— Begin Given information —

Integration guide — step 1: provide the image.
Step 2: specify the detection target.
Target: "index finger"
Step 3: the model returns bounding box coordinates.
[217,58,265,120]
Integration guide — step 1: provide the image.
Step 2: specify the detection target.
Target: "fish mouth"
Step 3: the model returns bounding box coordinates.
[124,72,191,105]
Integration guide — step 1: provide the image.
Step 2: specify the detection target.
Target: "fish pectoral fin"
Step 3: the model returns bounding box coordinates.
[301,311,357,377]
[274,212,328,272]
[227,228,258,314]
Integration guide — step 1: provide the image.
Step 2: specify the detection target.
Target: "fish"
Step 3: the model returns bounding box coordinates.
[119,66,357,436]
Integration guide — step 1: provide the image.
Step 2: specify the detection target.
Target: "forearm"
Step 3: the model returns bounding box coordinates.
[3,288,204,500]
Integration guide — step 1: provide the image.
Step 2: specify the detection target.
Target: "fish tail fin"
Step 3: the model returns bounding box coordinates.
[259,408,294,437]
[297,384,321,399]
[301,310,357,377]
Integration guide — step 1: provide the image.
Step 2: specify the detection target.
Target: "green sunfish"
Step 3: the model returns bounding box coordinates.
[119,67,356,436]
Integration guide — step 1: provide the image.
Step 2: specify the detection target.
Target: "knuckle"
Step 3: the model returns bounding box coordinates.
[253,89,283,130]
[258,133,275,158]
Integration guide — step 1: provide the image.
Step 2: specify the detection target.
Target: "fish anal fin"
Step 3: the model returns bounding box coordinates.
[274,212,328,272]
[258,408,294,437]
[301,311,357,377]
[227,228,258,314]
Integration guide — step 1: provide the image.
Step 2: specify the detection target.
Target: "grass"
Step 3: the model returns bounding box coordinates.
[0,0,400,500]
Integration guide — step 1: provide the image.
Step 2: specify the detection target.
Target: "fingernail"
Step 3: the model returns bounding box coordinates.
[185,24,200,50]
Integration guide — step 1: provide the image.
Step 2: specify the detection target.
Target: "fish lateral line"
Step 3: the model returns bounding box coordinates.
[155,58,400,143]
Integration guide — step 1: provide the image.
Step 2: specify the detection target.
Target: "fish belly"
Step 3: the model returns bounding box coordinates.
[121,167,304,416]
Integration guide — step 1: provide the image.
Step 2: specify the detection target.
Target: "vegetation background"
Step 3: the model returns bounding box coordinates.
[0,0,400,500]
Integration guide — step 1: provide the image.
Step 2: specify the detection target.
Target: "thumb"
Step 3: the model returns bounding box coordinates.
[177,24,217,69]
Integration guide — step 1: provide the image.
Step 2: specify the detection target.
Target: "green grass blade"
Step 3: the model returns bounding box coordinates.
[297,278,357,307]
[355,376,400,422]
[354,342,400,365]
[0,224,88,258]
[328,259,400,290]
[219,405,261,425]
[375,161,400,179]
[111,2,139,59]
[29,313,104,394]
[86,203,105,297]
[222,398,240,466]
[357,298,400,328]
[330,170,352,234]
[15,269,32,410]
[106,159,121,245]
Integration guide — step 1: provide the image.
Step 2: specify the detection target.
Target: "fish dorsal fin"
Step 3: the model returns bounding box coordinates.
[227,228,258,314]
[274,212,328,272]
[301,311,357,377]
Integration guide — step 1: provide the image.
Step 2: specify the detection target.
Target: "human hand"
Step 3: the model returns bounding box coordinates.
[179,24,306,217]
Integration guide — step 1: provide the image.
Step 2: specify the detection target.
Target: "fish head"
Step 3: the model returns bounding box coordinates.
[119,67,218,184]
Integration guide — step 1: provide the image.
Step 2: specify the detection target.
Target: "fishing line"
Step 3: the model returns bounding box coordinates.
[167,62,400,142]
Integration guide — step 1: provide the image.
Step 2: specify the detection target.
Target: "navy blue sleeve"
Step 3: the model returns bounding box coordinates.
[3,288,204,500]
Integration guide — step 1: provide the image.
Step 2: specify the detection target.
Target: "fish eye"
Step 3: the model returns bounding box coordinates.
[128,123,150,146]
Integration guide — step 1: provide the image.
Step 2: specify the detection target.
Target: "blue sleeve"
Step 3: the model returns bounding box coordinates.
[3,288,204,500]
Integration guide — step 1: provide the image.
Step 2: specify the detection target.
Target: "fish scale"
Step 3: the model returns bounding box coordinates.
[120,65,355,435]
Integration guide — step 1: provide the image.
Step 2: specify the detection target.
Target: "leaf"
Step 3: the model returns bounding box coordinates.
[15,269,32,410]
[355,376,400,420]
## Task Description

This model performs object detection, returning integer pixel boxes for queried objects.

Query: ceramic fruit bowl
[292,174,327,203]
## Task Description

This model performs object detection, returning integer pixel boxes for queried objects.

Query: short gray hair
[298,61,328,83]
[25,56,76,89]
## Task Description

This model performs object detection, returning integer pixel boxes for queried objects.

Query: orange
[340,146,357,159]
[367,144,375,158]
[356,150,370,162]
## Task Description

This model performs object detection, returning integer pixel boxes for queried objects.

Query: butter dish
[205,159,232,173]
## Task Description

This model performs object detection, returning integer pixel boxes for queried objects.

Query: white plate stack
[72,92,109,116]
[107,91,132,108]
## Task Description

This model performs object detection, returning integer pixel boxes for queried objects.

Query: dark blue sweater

— End Given information —

Set task: Convert the rows from the beginning through the line containing "[124,72,191,105]" into a two-column CSV headed text and answer. Give one line per row, put each field in quotes, and replace line breaks with spaces.

Response:
text,answer
"Integration guide — step 1: provide the image. Step 2: specify the detection target. Target: ""index finger"" Step 3: the model returns bounding box coordinates.","[217,58,265,120]"
"Integration guide — step 1: provide the image. Step 2: specify the detection target. Target: ""fish mouth"" Step 3: the model returns bounding box coordinates.","[124,72,191,105]"